*TASK INPUTS*:
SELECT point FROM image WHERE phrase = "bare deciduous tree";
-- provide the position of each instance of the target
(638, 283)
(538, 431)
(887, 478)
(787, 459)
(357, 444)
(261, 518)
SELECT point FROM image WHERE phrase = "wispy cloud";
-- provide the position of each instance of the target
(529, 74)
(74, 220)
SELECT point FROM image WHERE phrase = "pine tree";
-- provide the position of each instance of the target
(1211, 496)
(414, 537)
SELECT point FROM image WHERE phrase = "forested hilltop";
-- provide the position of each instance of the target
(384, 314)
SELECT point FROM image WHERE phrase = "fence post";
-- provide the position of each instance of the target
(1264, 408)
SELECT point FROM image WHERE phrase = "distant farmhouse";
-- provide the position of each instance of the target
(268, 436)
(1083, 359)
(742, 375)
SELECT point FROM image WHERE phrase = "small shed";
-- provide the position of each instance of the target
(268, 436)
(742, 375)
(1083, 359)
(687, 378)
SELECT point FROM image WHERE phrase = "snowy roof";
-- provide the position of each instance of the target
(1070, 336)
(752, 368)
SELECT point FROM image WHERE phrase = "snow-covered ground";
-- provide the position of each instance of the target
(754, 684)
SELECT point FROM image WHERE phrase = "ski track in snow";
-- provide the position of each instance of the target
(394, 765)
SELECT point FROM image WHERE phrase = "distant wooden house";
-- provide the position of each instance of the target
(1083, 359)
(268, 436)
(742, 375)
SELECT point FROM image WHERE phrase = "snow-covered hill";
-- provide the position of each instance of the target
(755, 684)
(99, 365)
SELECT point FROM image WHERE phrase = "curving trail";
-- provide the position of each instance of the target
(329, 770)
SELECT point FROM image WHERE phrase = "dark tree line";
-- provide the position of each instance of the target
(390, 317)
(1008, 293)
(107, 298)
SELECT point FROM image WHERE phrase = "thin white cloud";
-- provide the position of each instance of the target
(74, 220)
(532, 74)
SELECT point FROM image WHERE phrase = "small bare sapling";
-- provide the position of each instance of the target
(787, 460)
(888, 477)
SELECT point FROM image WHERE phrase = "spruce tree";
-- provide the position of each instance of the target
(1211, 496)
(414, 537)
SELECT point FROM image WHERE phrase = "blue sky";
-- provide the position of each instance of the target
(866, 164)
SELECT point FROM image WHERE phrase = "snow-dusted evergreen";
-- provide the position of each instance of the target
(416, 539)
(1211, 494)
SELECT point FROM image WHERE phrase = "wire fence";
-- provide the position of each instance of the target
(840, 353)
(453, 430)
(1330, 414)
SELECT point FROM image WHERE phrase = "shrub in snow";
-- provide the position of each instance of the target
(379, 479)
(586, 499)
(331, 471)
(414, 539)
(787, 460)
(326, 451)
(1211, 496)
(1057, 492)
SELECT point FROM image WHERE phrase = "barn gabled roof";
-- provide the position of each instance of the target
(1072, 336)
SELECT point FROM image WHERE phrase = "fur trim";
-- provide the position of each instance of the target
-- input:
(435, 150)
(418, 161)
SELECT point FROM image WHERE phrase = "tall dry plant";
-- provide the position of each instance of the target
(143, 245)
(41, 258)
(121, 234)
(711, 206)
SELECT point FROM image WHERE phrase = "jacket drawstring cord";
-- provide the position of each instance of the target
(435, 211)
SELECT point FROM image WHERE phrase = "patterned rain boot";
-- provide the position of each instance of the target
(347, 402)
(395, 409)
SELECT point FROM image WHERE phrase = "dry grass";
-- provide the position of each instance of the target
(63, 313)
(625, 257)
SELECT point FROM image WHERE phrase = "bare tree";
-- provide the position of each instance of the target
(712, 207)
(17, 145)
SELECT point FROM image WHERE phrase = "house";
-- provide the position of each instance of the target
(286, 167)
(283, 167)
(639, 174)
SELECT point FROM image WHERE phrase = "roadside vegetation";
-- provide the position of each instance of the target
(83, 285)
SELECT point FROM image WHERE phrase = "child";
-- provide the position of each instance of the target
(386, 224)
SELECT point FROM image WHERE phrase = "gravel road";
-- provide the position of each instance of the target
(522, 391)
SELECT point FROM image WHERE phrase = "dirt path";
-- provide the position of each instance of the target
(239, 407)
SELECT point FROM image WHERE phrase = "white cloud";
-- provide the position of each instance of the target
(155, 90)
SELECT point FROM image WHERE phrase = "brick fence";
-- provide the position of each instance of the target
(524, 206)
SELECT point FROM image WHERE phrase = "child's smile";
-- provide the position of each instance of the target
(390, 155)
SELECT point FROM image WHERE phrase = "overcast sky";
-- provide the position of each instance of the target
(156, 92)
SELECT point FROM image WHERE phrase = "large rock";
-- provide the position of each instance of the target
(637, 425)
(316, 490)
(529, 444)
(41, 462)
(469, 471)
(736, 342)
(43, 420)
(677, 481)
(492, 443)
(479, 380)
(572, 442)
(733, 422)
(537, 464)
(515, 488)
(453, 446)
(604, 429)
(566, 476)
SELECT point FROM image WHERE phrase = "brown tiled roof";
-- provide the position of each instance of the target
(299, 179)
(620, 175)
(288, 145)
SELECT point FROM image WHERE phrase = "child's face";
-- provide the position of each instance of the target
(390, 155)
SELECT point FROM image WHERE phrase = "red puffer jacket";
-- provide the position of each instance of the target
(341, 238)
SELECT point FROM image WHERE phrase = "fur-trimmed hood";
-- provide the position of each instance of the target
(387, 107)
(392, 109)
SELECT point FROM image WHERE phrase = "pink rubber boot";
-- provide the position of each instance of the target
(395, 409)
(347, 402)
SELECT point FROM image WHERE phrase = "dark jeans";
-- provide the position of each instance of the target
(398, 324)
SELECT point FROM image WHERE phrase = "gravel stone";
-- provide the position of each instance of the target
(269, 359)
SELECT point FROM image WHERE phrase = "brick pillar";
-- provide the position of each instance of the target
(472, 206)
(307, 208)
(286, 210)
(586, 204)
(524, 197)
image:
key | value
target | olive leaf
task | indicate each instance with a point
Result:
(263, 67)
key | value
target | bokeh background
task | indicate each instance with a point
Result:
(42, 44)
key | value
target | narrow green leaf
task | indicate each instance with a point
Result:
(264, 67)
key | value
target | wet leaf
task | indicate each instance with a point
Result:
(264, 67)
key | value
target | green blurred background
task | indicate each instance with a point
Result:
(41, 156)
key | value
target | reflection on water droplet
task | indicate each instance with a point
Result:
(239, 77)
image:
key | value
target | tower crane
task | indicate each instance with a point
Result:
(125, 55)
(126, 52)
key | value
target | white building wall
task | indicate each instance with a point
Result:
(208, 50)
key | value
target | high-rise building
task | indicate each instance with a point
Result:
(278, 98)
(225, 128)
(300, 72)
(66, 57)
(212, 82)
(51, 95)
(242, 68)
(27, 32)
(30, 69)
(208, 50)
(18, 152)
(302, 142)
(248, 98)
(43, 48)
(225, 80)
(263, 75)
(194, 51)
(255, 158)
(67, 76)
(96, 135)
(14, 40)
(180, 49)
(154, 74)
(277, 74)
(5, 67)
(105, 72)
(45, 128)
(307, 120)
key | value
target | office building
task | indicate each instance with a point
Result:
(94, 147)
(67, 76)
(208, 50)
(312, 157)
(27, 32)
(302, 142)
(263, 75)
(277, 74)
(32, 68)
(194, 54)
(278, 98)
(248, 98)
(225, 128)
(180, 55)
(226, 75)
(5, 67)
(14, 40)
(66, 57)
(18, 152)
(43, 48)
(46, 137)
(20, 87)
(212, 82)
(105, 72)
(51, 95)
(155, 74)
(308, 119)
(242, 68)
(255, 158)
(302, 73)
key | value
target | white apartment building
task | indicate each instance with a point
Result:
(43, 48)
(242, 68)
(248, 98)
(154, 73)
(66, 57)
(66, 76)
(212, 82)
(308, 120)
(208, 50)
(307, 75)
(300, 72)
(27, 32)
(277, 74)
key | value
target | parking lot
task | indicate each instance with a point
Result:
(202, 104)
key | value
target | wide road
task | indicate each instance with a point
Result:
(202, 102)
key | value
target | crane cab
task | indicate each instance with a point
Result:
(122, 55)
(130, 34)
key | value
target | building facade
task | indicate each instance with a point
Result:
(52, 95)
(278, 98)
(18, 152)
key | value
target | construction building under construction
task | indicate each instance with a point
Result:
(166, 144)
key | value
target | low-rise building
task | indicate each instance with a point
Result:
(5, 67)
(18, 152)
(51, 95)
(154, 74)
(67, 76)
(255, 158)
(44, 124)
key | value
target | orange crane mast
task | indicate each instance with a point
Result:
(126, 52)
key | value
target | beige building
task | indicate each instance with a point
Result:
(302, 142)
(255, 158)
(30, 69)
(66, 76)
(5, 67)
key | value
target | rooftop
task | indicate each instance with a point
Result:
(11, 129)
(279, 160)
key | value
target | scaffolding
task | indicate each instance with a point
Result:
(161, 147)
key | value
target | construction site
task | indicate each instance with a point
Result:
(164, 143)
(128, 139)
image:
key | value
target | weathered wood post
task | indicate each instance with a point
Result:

*OBJECTIVE*:
Give the lines of the listing as a numbered list with blank lines dropped, starting from its first line and ending with the line that contains "(1264, 408)", both included.

*COMPLETE OUTPUT*:
1. SELECT point FROM image WHERE phrase = "bare deciduous tree";
2. -- provide the position of each instance of the target
3. (638, 283)
4. (538, 431)
5. (887, 478)
6. (787, 459)
7. (357, 444)
8. (261, 518)
9. SELECT point FROM image WHERE phrase = "wispy cloud";
10. -- provide the position of each instance of the target
11. (529, 74)
12. (74, 220)
13. SELECT point FROM image WHERE phrase = "pine tree";
14. -- provide the position of each instance of the target
15. (1211, 496)
16. (414, 537)
17. SELECT point FROM image WHERE phrase = "forested hilltop";
18. -- provide the position of each instance of the target
19. (384, 314)
20. SELECT point FROM image WHERE phrase = "fence post";
21. -- provide the position of each instance of the target
22. (1264, 408)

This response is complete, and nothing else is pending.